### [Activity]
Please retype every line below exactly, leaving the pictures out of your answer.
##############################
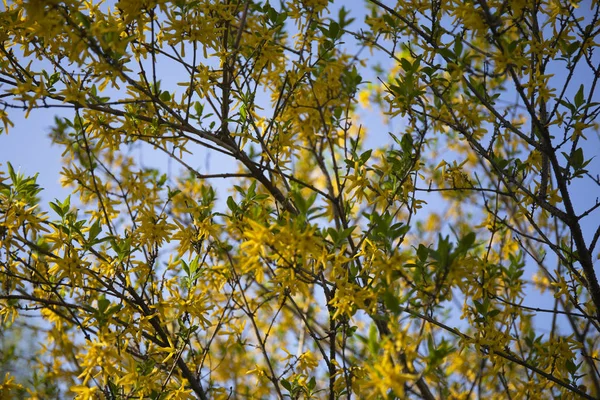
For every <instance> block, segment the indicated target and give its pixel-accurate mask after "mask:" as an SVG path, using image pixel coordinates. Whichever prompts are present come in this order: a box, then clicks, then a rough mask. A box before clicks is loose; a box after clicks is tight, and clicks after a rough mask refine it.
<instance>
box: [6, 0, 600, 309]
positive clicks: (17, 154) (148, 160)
mask: <svg viewBox="0 0 600 400" xmlns="http://www.w3.org/2000/svg"><path fill="white" fill-rule="evenodd" d="M340 4H341V3H340V2H337V3H336V5H333V6H331V7H330V11H331V13H332V16H334V17H335V16H336V15H337V10H338V7H339V5H340ZM346 4H347V3H346ZM361 4H362V3H361ZM365 11H366V10H365V9H364V8H355V9H353V10H352V12H353V14H354V15H353V16H355V17H356V18H357V21H356V22H355V25H356V24H357V23H358V22H359V21H360V20H361V19H362V15H364V12H365ZM347 43H348V44H347V45H348V46H351V45H352V43H351V41H350V40H349V39H348V41H347ZM596 58H597V57H596ZM370 62H373V63H377V62H379V63H381V64H382V65H384V66H386V65H387V66H389V65H391V63H390V61H389V59H387V58H385V57H383V56H381V55H376V56H373V57H370ZM361 72H362V71H361ZM562 73H563V70H560V69H557V70H556V71H555V74H556V75H555V77H554V78H553V79H554V80H555V82H556V83H557V85H558V84H560V82H561V79H564V76H563V75H562ZM161 75H162V81H163V88H165V87H175V84H176V82H177V80H178V78H180V77H179V76H176V75H175V74H173V73H169V68H168V67H167V66H165V68H164V69H163V73H162V74H161ZM364 80H369V81H375V80H376V76H375V74H374V73H373V72H372V71H371V70H368V71H366V73H365V78H364ZM589 80H590V76H588V75H586V74H585V73H578V74H576V76H575V79H574V80H573V82H572V84H571V85H570V87H569V92H570V93H571V95H572V94H574V93H575V92H576V90H577V88H578V87H579V85H580V84H582V83H583V84H585V83H587V82H589ZM596 100H598V99H596ZM259 102H260V103H263V104H264V103H265V101H264V99H263V101H261V100H260V99H259ZM360 114H361V117H362V123H363V124H364V125H365V127H367V129H368V132H369V136H368V137H369V139H368V142H367V143H368V145H369V147H372V146H383V145H387V144H389V143H390V140H389V136H388V132H389V131H392V132H394V133H398V132H400V131H401V130H402V127H403V122H402V120H401V119H393V120H391V121H390V122H389V124H387V125H385V124H384V123H383V121H382V118H381V116H380V114H379V111H377V110H373V111H369V110H363V111H362V112H361V113H360ZM9 115H10V116H11V119H12V121H13V123H14V125H15V126H14V128H12V129H10V133H9V134H8V135H6V134H3V135H1V136H0V162H2V163H3V164H4V163H6V162H7V161H8V162H11V163H12V165H13V166H14V167H15V169H17V170H20V171H21V172H23V173H25V174H28V175H33V174H36V173H38V174H39V178H38V182H39V184H40V185H41V187H43V188H44V191H43V192H42V193H41V196H42V203H43V204H46V203H47V202H48V201H52V200H53V199H55V198H58V199H64V198H65V197H66V196H67V195H69V193H70V192H69V191H68V190H67V189H65V188H62V187H61V185H60V183H59V181H60V170H61V152H62V149H61V148H59V147H58V146H53V145H51V142H50V139H49V137H48V133H49V131H50V128H51V126H52V125H53V123H54V116H55V115H64V116H67V117H72V112H71V111H65V110H61V109H38V110H34V111H32V112H31V115H30V117H29V118H28V119H25V118H24V112H23V111H20V110H17V109H12V110H9ZM588 139H590V141H589V142H588V146H586V148H585V149H584V151H585V155H586V157H590V156H593V155H596V156H598V155H600V154H599V153H600V141H599V140H598V137H597V136H596V137H588ZM133 151H134V152H138V156H139V160H140V163H141V164H142V165H143V166H146V167H155V168H160V169H163V170H164V171H169V170H171V171H172V172H173V173H174V175H177V174H176V172H177V171H178V170H179V167H178V165H177V164H175V163H173V162H171V163H169V161H168V157H167V156H166V155H165V154H164V153H161V152H159V151H152V150H151V149H150V148H149V146H140V147H138V148H136V149H134V150H133ZM191 160H192V161H191V162H190V164H191V166H192V167H196V168H198V170H199V172H201V173H207V172H212V173H214V172H226V171H233V170H235V168H236V166H235V163H234V162H233V161H232V160H230V159H228V158H226V157H224V156H221V155H218V154H210V153H209V152H208V151H206V150H200V151H198V152H197V153H196V154H194V155H193V156H192V157H191ZM188 161H189V159H188ZM2 168H3V169H4V168H5V166H2ZM588 169H589V170H590V171H591V172H595V173H597V171H600V159H599V157H596V158H595V159H594V160H593V161H592V162H591V164H590V165H589V168H588ZM213 184H214V185H215V187H216V188H217V190H218V192H219V195H220V198H221V201H223V200H224V199H226V198H227V195H228V189H227V188H228V187H229V186H230V184H231V181H229V182H225V181H222V180H219V181H213ZM573 188H574V193H575V196H574V199H573V200H574V202H575V204H576V206H577V207H578V208H579V209H584V208H585V207H589V206H590V205H593V204H594V201H595V199H596V198H597V196H598V190H597V188H591V187H590V186H589V184H587V183H586V182H585V181H584V180H579V181H576V182H575V183H574V184H573ZM592 189H594V190H595V192H592ZM428 200H429V205H428V208H429V209H437V210H439V209H440V208H443V207H445V204H444V203H443V202H441V201H440V200H439V198H438V197H437V196H430V197H429V198H428ZM44 208H45V209H48V207H47V206H44ZM428 208H426V209H425V210H427V209H428ZM597 213H598V212H597ZM420 216H421V218H424V216H426V213H421V214H420ZM596 221H597V218H593V217H592V218H588V219H586V220H585V222H584V230H585V234H586V236H587V237H588V238H591V236H592V235H593V232H594V231H595V229H596V228H597V222H596ZM599 272H600V271H599ZM551 300H552V297H551V296H539V295H532V296H531V297H528V298H527V299H526V301H525V304H526V305H529V306H533V307H548V306H549V305H550V303H548V302H549V301H551ZM542 318H545V317H542Z"/></svg>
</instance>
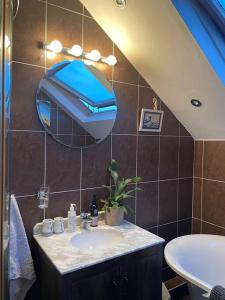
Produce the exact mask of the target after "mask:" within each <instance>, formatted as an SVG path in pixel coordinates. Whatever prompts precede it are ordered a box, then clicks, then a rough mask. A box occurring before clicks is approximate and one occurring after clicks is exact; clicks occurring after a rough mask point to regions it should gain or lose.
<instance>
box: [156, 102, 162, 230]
##############################
### [Answer box]
For every <instance> block, segment the indicated target and give its pixel-accurate mask after "mask:" as an SVG path, using image pixel coordinates. Whichever prompts are present come in this order: a box, then clicks, then a rough mask. A box before clicks is loose; a box after clicks is tight, and clicks after a rough mask refine it.
<instance>
box: [6, 0, 600, 309]
positive clicks: (17, 154) (148, 160)
mask: <svg viewBox="0 0 600 400" xmlns="http://www.w3.org/2000/svg"><path fill="white" fill-rule="evenodd" d="M340 4H341V3H340V2H337V3H336V5H333V6H331V7H330V11H331V13H332V16H334V17H335V16H336V15H337V10H338V7H339V5H340ZM346 4H347V3H346ZM361 4H362V3H361ZM365 11H366V10H365V9H364V8H355V9H353V10H352V12H353V14H354V15H353V16H355V17H356V18H357V21H356V22H355V25H356V24H357V23H358V22H359V21H360V20H361V19H362V15H364V12H365ZM347 43H348V44H347V45H348V46H351V45H352V43H351V41H350V40H349V39H348V41H347ZM596 58H597V57H596ZM370 62H373V63H377V62H379V63H381V64H382V65H384V66H386V65H387V66H389V65H391V63H390V61H389V59H387V58H385V57H383V56H381V55H376V56H373V57H370ZM361 72H362V71H361ZM562 73H563V70H560V69H557V70H556V71H555V74H556V75H555V77H554V78H553V79H554V80H555V82H556V83H557V85H558V84H560V82H561V79H564V76H563V75H562ZM161 75H162V81H163V88H165V87H175V84H176V82H177V80H178V78H180V77H179V76H176V75H175V74H173V73H169V68H168V67H167V66H165V68H164V69H163V73H162V74H161ZM364 80H369V81H375V80H376V76H375V74H374V73H373V72H372V71H371V70H368V71H366V73H365V78H364ZM589 80H590V76H588V75H586V74H585V73H578V74H576V76H575V79H574V80H573V82H572V84H571V85H570V87H569V92H570V93H571V95H572V94H574V93H575V92H576V90H577V88H578V87H579V85H580V84H582V83H583V84H585V83H587V82H589ZM596 100H598V99H596ZM259 102H260V103H263V104H264V103H265V101H264V99H263V101H261V100H260V99H259ZM360 114H361V117H362V123H363V124H364V125H365V127H367V129H368V132H369V136H368V137H369V139H368V142H367V143H368V145H369V147H372V146H383V145H387V144H389V143H390V140H389V136H388V132H389V131H392V132H394V133H398V132H400V131H401V130H402V127H403V122H402V120H401V119H393V120H391V121H390V122H389V124H387V125H385V124H384V123H383V121H382V118H381V116H380V114H379V111H377V110H373V111H369V110H363V111H362V112H361V113H360ZM9 115H10V116H11V119H12V121H13V123H14V125H15V126H14V128H12V129H10V133H9V134H8V135H6V134H3V135H1V136H0V162H2V163H3V164H4V163H6V162H7V161H8V162H11V163H12V165H13V166H14V167H15V169H17V170H20V171H21V172H23V173H25V174H28V175H33V174H36V173H38V174H39V178H38V182H39V184H40V185H41V187H43V188H44V191H43V192H42V193H41V196H42V203H43V204H46V203H47V202H48V201H52V200H53V199H55V198H58V199H64V198H65V197H66V196H67V195H69V193H70V192H69V191H68V190H67V189H65V188H62V187H61V185H60V183H59V181H60V170H61V152H62V149H61V148H59V147H58V146H53V145H51V142H50V139H49V137H48V133H49V131H50V128H51V126H52V125H53V123H54V116H55V115H64V116H67V117H72V112H71V111H65V110H61V109H38V110H34V111H32V112H31V115H30V117H29V118H28V119H25V118H24V112H23V111H20V110H17V109H12V110H9ZM588 139H590V141H589V142H588V146H586V148H585V149H584V151H585V155H586V157H590V156H593V155H596V156H598V155H600V154H599V153H600V141H599V140H598V137H597V136H596V137H588ZM133 151H134V152H138V156H139V160H140V163H141V164H142V165H143V166H146V167H155V168H160V169H163V170H164V171H169V170H171V171H172V172H173V173H174V175H177V174H176V172H177V171H178V170H179V167H178V165H177V164H175V163H173V162H171V163H169V161H168V157H167V156H166V155H165V154H164V153H161V152H159V151H152V150H151V149H150V148H149V146H140V147H138V148H136V149H134V150H133ZM191 160H192V161H191V162H190V164H191V166H192V167H196V168H198V170H199V172H201V173H207V172H212V173H214V172H226V171H233V170H235V168H236V166H235V163H234V162H233V161H232V160H230V159H228V158H226V157H224V156H221V155H218V154H210V153H209V152H208V151H206V150H200V151H198V152H197V153H196V154H194V155H193V156H192V157H191ZM188 161H189V159H188ZM2 168H3V169H4V168H5V166H2ZM588 169H589V170H590V171H591V172H595V173H597V171H600V159H599V157H596V158H595V159H594V160H593V161H592V162H591V164H590V165H589V168H588ZM213 184H214V185H215V187H216V188H217V190H218V192H219V195H220V198H221V201H223V200H224V199H226V198H227V195H228V189H227V188H228V187H229V186H230V184H231V181H229V182H225V181H222V180H219V181H213ZM573 188H574V193H575V196H574V199H573V200H574V202H575V204H576V206H577V207H578V208H579V209H584V208H585V207H589V206H590V205H593V204H594V201H595V199H596V198H597V196H598V190H597V188H591V187H590V186H589V184H587V183H586V182H585V181H584V180H579V181H576V182H575V183H574V184H573ZM592 189H594V190H595V192H592ZM428 200H429V205H428V208H429V209H437V210H439V209H440V208H443V207H445V204H444V203H443V202H441V201H440V200H439V198H438V197H437V196H430V197H429V198H428ZM44 208H45V209H48V207H47V206H44ZM428 208H426V209H425V210H427V209H428ZM597 213H598V212H597ZM420 216H421V218H424V216H426V213H421V214H420ZM596 221H597V218H593V217H592V218H588V219H586V220H585V222H584V230H585V234H586V236H587V237H588V238H591V236H592V235H593V232H594V231H595V229H596V228H597V222H596ZM599 272H600V271H599ZM551 300H552V297H551V296H539V295H532V296H531V297H528V298H527V299H526V301H525V304H526V305H529V306H533V307H548V306H549V305H550V303H548V302H549V301H551ZM542 318H545V317H542Z"/></svg>
</instance>
Produce the exact mask of the target after "mask:" within each <instance>, formatted as an SVG path in pixel coordinates. Whatever prompts precede it are ordered a box, then clicks, then a rough mask. A box occurring before clicks is approximate and one occurring after clicks is exact; clicks occurring after a rough mask point to regions it should gain or lose.
<instance>
box: [156, 102, 162, 230]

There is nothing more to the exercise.